> [DOCUMENT EXTRACT]:
========================================================================

Low Still Don’t Sound Like Anyone Else

Three decades into his indie rock career, frontman Alan Sparhawk talks about staying unpredictable, the ecstasy of distortion, and his band’s colossal new album, HEY WHAT.
Low Still Dont Sound Like Anyone Else
Low’s Mimi Parker and Alan Sparhawk (Photos by Nathan Keay)

Alan Sparhawk spirals through a series of escalating horrors as he offers a summary of his mindset over the past five years: “Holy crap, this guy’s going to be our president. Oh crap, he’s our president. Wow, things have been horrible for a long time, and it’s getting worse. What, we’re sick? We’re all going to die now?” Eventually, the Low singer and guitarist shifts from a cartoonish hysteria into a gruff acceptance as he makes a broader point about American life in 2021 as well as his band’s combustible new album, HEY WHAT. “Look at where we are,” he says, zooming to the present tense. “We’re still looking in each other’s eyes and going, What the hell?”

Along with his bandmate and wife, Mimi Parker, Sparhawk has long found inspiration in this type of unlikely perseverance. Nearly three decades into their career, and on their 13th album, Low are making their strangest, strongest, and most fearless music to date. On HEY WHAT, the duo is once again joined by producer BJ Burton, known for his work with Bon Iver and Charli XCX, who helped them explore abrasive digital effects and alien vocal manipulation on 2018’s Double Negative. The new album presents these abstract textures with even more intensity, as Sparhawk and Parker’s gorgeous harmonies pierce through a vertiginous landscape of glitches and static that may make you wonder if your speakers are imploding while you listen.

========================================================================

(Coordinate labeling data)

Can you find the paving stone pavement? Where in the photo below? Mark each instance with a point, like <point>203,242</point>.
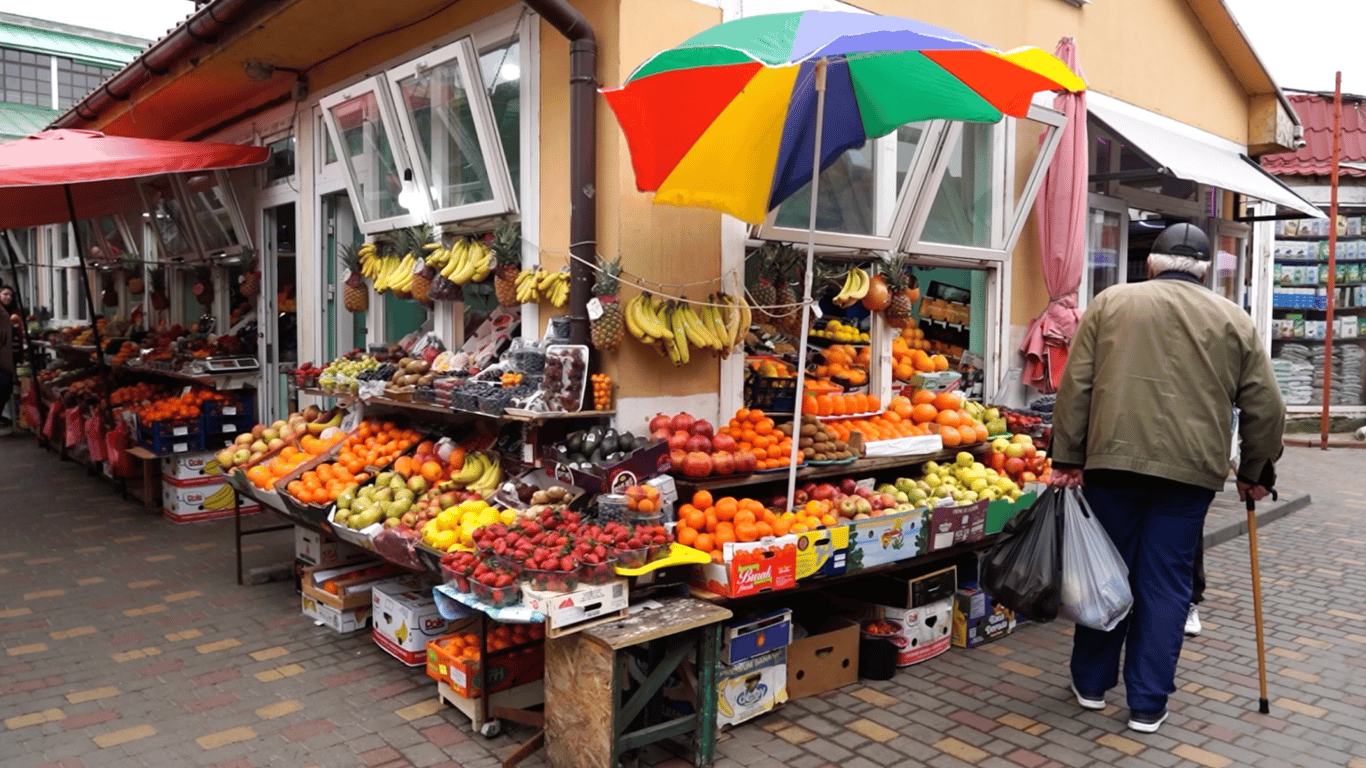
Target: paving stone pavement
<point>126,641</point>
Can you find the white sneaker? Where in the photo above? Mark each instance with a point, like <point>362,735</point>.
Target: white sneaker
<point>1085,703</point>
<point>1193,622</point>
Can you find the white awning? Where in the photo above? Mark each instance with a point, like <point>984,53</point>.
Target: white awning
<point>1190,153</point>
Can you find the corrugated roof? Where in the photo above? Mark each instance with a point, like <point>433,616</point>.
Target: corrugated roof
<point>1316,157</point>
<point>18,120</point>
<point>62,44</point>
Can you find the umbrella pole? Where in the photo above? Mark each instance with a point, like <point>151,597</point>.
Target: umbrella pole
<point>806,280</point>
<point>94,316</point>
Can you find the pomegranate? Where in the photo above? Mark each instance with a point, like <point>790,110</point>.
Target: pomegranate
<point>877,295</point>
<point>723,463</point>
<point>678,442</point>
<point>697,465</point>
<point>683,422</point>
<point>698,443</point>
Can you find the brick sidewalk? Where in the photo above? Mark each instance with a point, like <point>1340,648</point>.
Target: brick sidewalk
<point>127,642</point>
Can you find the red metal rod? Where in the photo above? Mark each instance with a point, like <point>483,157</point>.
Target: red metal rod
<point>1332,263</point>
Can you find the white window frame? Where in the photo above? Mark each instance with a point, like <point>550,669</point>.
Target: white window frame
<point>463,53</point>
<point>376,85</point>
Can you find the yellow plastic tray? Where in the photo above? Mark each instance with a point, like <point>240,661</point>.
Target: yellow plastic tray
<point>679,555</point>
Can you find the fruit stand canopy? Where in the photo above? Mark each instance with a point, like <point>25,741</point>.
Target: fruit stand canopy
<point>100,171</point>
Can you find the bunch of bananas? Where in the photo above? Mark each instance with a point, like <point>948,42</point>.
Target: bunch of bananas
<point>391,272</point>
<point>466,261</point>
<point>481,473</point>
<point>671,327</point>
<point>537,284</point>
<point>855,287</point>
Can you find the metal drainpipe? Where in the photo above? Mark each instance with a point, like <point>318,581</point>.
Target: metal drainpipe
<point>582,155</point>
<point>198,30</point>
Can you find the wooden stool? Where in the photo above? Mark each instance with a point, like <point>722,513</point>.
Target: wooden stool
<point>585,675</point>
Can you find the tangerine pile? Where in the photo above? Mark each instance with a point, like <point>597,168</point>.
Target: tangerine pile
<point>756,432</point>
<point>706,525</point>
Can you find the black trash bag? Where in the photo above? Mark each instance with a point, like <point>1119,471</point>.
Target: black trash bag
<point>1023,570</point>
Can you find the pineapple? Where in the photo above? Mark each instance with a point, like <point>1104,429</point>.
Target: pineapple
<point>898,312</point>
<point>160,301</point>
<point>133,268</point>
<point>355,295</point>
<point>507,254</point>
<point>608,328</point>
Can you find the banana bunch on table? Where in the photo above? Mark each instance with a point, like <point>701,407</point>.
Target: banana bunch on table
<point>675,327</point>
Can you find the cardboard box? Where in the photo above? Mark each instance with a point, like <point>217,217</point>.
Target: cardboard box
<point>950,526</point>
<point>824,660</point>
<point>750,567</point>
<point>314,548</point>
<point>751,688</point>
<point>340,621</point>
<point>566,608</point>
<point>823,552</point>
<point>353,582</point>
<point>515,668</point>
<point>978,619</point>
<point>198,465</point>
<point>888,539</point>
<point>405,621</point>
<point>753,636</point>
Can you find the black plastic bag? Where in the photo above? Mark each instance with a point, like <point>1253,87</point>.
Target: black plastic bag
<point>1023,570</point>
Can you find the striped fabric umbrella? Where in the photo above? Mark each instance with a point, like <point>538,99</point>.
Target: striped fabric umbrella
<point>727,119</point>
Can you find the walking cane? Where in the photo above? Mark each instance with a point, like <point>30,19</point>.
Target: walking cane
<point>1257,599</point>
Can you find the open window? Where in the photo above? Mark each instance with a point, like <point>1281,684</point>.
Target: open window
<point>454,142</point>
<point>379,175</point>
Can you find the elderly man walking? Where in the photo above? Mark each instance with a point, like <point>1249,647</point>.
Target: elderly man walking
<point>1142,421</point>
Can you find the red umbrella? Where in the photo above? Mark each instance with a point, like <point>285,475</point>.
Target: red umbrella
<point>68,175</point>
<point>1060,211</point>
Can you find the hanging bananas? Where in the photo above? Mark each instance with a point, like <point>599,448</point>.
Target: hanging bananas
<point>855,287</point>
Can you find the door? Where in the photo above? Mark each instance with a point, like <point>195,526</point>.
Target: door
<point>279,349</point>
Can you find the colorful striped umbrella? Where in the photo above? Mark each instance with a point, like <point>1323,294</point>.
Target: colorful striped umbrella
<point>727,119</point>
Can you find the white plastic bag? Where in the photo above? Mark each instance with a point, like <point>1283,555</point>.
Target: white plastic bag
<point>1096,588</point>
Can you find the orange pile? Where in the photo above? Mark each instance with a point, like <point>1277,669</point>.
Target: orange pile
<point>756,432</point>
<point>840,405</point>
<point>708,525</point>
<point>373,444</point>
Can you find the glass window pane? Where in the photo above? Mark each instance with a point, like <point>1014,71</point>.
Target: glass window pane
<point>962,209</point>
<point>439,105</point>
<point>503,79</point>
<point>369,157</point>
<point>1103,250</point>
<point>858,194</point>
<point>211,212</point>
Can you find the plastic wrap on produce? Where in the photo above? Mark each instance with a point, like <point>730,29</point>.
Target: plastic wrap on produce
<point>903,447</point>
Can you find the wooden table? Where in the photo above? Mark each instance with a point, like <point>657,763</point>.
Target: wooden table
<point>588,724</point>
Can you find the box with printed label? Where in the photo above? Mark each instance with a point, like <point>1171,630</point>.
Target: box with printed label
<point>566,608</point>
<point>750,567</point>
<point>751,636</point>
<point>405,621</point>
<point>823,551</point>
<point>751,688</point>
<point>338,619</point>
<point>317,548</point>
<point>887,539</point>
<point>191,466</point>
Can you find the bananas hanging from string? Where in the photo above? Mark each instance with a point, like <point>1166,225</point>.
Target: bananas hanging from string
<point>672,328</point>
<point>534,286</point>
<point>857,283</point>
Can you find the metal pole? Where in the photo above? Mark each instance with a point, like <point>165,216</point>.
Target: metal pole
<point>806,290</point>
<point>94,316</point>
<point>1332,264</point>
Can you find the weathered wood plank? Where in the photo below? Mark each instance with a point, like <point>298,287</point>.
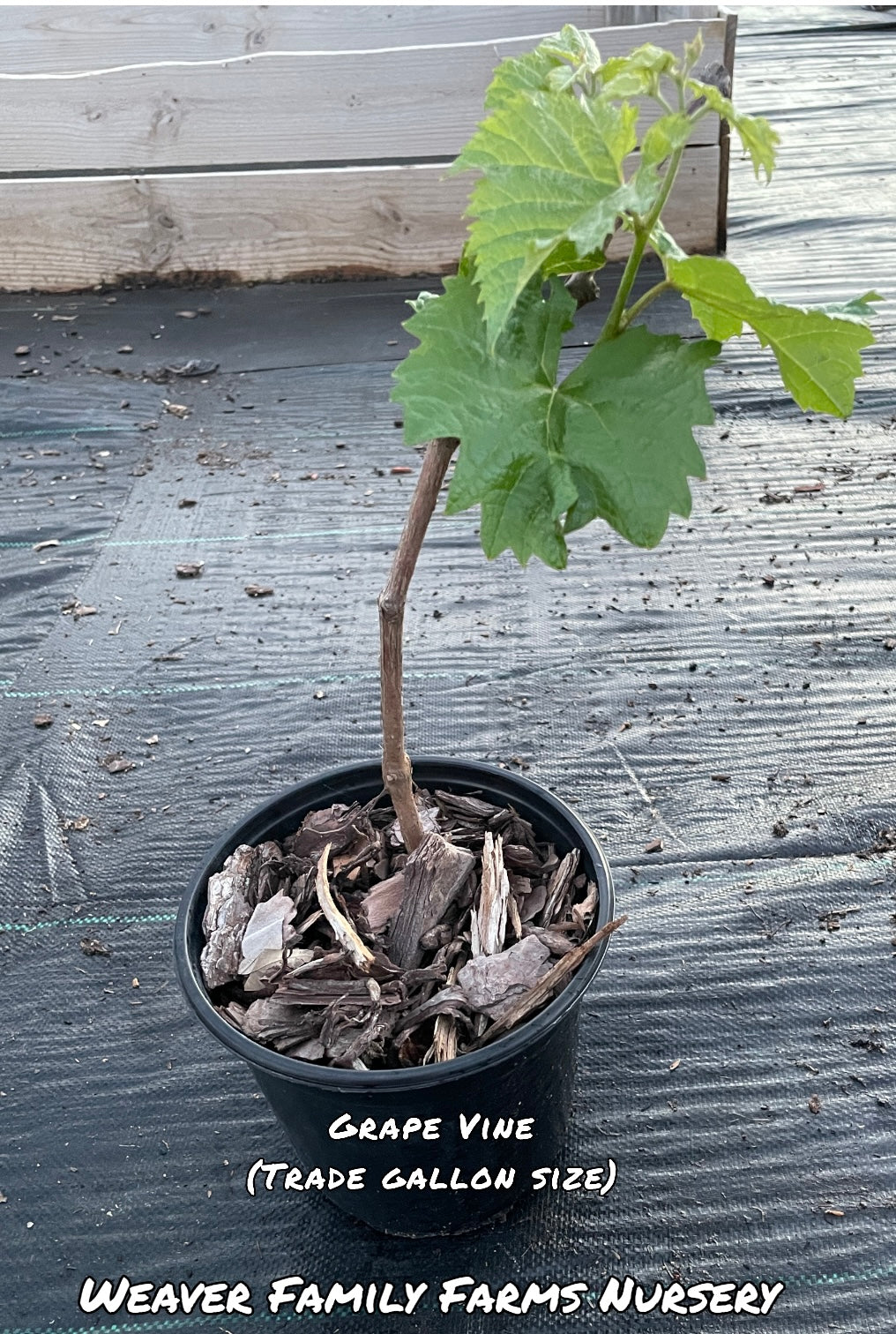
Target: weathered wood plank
<point>67,234</point>
<point>286,109</point>
<point>43,39</point>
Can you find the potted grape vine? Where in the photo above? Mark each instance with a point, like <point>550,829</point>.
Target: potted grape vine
<point>401,951</point>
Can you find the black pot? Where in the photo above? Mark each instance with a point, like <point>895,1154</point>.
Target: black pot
<point>526,1074</point>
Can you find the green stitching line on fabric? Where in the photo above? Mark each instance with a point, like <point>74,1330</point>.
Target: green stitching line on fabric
<point>57,431</point>
<point>26,927</point>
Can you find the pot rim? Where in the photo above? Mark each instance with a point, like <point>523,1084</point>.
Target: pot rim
<point>382,1081</point>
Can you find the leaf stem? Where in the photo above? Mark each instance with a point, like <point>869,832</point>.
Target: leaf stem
<point>643,302</point>
<point>643,229</point>
<point>396,766</point>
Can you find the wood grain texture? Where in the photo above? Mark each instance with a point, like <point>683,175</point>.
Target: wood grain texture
<point>71,234</point>
<point>280,109</point>
<point>41,39</point>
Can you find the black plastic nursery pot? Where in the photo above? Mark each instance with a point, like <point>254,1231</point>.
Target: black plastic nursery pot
<point>452,1174</point>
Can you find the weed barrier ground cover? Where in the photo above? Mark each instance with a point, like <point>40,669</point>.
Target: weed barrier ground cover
<point>726,702</point>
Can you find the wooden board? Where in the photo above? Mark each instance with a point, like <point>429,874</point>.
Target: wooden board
<point>287,109</point>
<point>51,38</point>
<point>67,234</point>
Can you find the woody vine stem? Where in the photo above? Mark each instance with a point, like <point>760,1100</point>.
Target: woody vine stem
<point>396,766</point>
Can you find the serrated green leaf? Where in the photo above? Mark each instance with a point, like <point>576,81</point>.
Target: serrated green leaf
<point>817,351</point>
<point>631,409</point>
<point>755,132</point>
<point>661,139</point>
<point>573,46</point>
<point>520,75</point>
<point>612,440</point>
<point>551,176</point>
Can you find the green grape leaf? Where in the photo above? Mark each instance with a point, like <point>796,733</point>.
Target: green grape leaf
<point>520,75</point>
<point>612,440</point>
<point>817,351</point>
<point>552,176</point>
<point>755,132</point>
<point>664,136</point>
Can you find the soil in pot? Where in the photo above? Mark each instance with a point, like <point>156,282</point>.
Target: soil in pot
<point>459,1169</point>
<point>338,946</point>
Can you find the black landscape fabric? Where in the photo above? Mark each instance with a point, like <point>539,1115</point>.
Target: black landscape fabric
<point>729,695</point>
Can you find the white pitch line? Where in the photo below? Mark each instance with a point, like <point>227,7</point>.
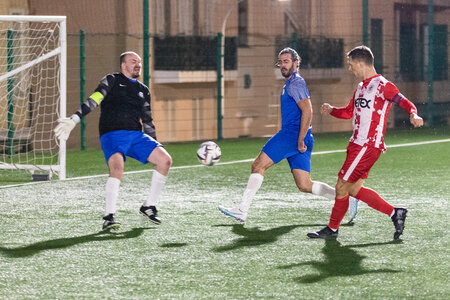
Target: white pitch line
<point>223,163</point>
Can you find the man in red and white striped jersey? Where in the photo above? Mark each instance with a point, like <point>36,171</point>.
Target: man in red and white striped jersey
<point>369,109</point>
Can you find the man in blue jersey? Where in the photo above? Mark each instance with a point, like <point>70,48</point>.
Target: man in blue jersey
<point>126,129</point>
<point>293,142</point>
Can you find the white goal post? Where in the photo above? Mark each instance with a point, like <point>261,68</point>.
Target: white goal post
<point>33,72</point>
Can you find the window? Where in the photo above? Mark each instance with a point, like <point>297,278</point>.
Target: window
<point>163,17</point>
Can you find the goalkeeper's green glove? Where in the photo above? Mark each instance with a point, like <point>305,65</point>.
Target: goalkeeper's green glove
<point>65,126</point>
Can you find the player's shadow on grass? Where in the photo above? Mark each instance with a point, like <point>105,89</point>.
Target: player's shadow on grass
<point>256,237</point>
<point>339,261</point>
<point>61,243</point>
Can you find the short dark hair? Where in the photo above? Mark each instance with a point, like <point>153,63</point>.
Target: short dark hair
<point>292,52</point>
<point>362,53</point>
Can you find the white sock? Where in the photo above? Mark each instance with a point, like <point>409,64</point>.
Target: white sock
<point>157,185</point>
<point>253,185</point>
<point>111,194</point>
<point>323,189</point>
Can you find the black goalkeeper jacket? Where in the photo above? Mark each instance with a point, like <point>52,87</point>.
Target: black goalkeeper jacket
<point>124,104</point>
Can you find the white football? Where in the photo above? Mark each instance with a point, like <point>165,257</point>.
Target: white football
<point>209,153</point>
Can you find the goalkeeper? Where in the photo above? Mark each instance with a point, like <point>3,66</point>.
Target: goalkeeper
<point>126,129</point>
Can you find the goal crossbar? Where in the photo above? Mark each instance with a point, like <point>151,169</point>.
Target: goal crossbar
<point>20,80</point>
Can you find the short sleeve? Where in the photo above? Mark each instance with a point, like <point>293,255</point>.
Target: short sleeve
<point>390,90</point>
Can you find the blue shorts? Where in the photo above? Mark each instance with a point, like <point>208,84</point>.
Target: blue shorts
<point>284,144</point>
<point>134,144</point>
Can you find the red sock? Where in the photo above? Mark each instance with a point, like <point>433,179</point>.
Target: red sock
<point>374,200</point>
<point>337,214</point>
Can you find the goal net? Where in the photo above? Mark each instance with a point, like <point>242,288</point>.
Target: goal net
<point>32,94</point>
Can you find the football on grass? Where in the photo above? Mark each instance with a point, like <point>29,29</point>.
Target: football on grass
<point>209,153</point>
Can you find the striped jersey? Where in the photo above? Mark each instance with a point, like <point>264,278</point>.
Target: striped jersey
<point>369,108</point>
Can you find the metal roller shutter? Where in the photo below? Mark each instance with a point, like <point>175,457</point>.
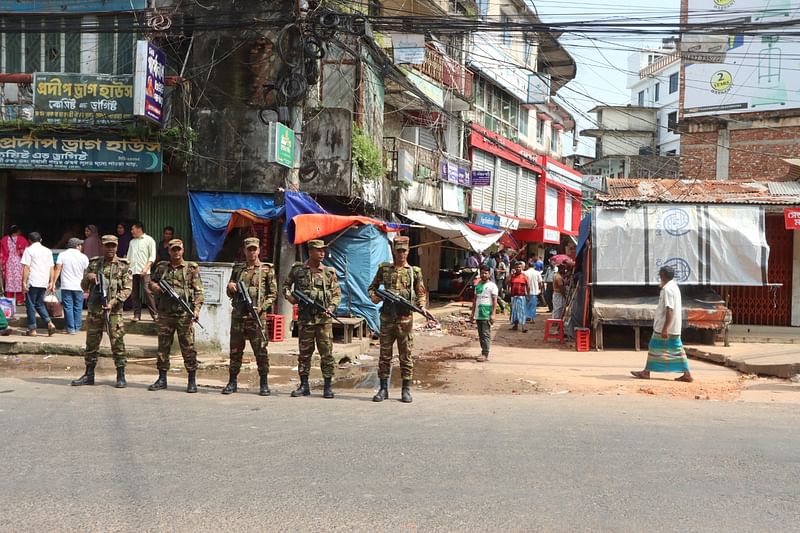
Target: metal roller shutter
<point>527,195</point>
<point>482,196</point>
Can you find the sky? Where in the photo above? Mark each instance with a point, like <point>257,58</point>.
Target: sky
<point>602,60</point>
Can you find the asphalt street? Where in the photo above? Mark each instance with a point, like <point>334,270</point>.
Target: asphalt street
<point>101,459</point>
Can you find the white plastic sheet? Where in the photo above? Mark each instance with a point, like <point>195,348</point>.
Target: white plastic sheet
<point>454,230</point>
<point>705,244</point>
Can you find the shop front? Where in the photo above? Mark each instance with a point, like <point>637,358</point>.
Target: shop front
<point>505,181</point>
<point>558,205</point>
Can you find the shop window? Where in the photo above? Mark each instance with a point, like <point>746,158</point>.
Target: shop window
<point>673,83</point>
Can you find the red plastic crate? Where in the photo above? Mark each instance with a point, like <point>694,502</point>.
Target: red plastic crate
<point>275,327</point>
<point>582,339</point>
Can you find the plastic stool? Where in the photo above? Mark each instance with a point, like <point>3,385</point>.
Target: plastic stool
<point>552,322</point>
<point>582,339</point>
<point>275,327</point>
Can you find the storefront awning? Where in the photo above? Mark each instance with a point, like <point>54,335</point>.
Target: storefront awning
<point>454,230</point>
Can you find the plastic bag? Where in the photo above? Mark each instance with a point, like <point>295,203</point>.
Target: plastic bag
<point>53,306</point>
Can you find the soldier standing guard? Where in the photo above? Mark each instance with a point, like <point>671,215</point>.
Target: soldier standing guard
<point>118,283</point>
<point>184,278</point>
<point>397,324</point>
<point>320,283</point>
<point>259,279</point>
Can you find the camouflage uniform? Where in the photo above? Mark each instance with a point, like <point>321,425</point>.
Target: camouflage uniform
<point>260,281</point>
<point>407,282</point>
<point>119,283</point>
<point>321,285</point>
<point>185,279</point>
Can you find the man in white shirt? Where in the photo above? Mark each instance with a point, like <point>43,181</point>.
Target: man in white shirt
<point>141,254</point>
<point>536,286</point>
<point>665,353</point>
<point>70,266</point>
<point>37,279</point>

========================================================================

> [CHALLENGES]:
A – Translate this sentence from the article on Low into Spanish: "Along with his bandmate and wife, Mimi Parker, Sparhawk has long found inspiration in this type of unlikely perseverance."
B – Reproduce the passage of the article on Low starting with "Low Still Don’t" and going on through "colossal new album, HEY WHAT.".
C – List the superlatives that the article on Low uses to characterize the music the band is now making.

> [RESPONSES PER TASK]:
A – Junto con su compañera de banda y esposa, Mimi Parker, Sparhawk ha encontrado desde hace mucho tiempo inspiración en este tipo de perseverancia improbable.

B –
Low Still Don’t Sound Like Anyone Else

Three decades into his indie rock career, frontman Alan Sparhawk talks about staying unpredictable, the ecstasy of distortion, and his band’s colossal new album, HEY WHAT.

C –
- strangest
- strongest
- most fearless